- [WHAT IS NEEDED] List every article or essay title that appears in quotation marks in the text below about the income gap.
+++ TEXT SECTION +++
But there is some weird kind of leftist alignment all of a sudden, with the freaky radicals whining about how horrible the income gap has become recently.
See, for example:
* Huffington Post, "Income Gap Between Rich and Poor Is Highest in Decades, Data Show."And just in, at Crooks and Liars, "The Rich Got Rich And The Poor Got Poorer. But Ain't We Got Fun?" (At Memeorandum.)
* Robert Reich, "We're in a Recession Because the Rich Are Raking in an Absurd Portion of Wealth."
And I'll be honest here: I've always been a bit bothered by extremes in incomes and wealth, especially since I have spent a great deal of time around the very poor. But those concerns simply do not translate into the economic "solutions" that radical leftists propose, which is always wealth transfers from rich to poor by way of "tax fairness" and the expansion of social welfare entitlements as far as the eye can see. (And this more than anything is strangling our economy.)
A couple of days ago Darleen Click had an essay entitled, "The road to hell is cheerily paved ... by people like Matt Yglesias." Darleen points readers to an essay by Yglesias at The Nation, "A Great Time to Be Alive?" And rather than quote it, just be sure to read the whole thing (a classic statement of the collectivist/redistributionist policies of today's Democratic-Socialist establishment in the Age of Aquarius/Obama.) Darleen certainly picks up on the Aquarian vibes:
I hesitate to label Yglesias as evil, but he is much too intelligent to ignore the long history of failure of the anti-liberty, collectivist systems he is advocating. As with many Leftists, he is stuck in a kind of utopian loop believing that just once more, this time for sure! he and his like-minded brethren can drag humanity into an era of harmony where people will remain happily productive even as they give up any moral claim to their own labor and talents.It's a classic, and I can't resist including this line:
Civilization begins with the realization that if an individual is sovereign, the basic commandments against murder and theft must also be accompanied by the commandment against coveting.I'm also less hesitant to describe such collectivism --- by Yglesias or any of the others --- as evil. We know where collectivization leads, and we know that evil resides in the hearts of those who are ingracious and covetous, so I guess readers can make the implications as to where I'm headed ...
+++ RAW DATA +++
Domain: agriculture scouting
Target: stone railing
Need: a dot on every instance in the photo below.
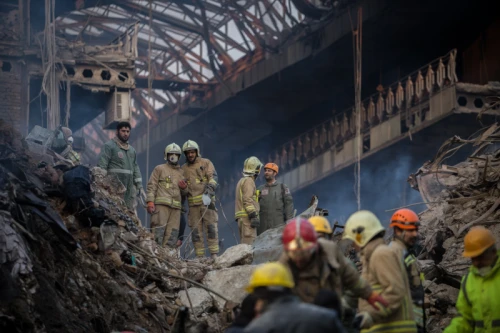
(399, 99)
+++
- [WRITTEN ANSWER]
- "Income Gap Between Rich and Poor Is Highest in Decades, Data Show"
- "The Rich Got Rich And The Poor Got Poorer. But Ain't We Got Fun?"
- "We're in a Recession Because the Rich Are Raking in an Absurd Portion of Wealth"
- "The road to hell is cheerily paved ... by people like Matt Yglesias"
- "A Great Time to Be Alive?"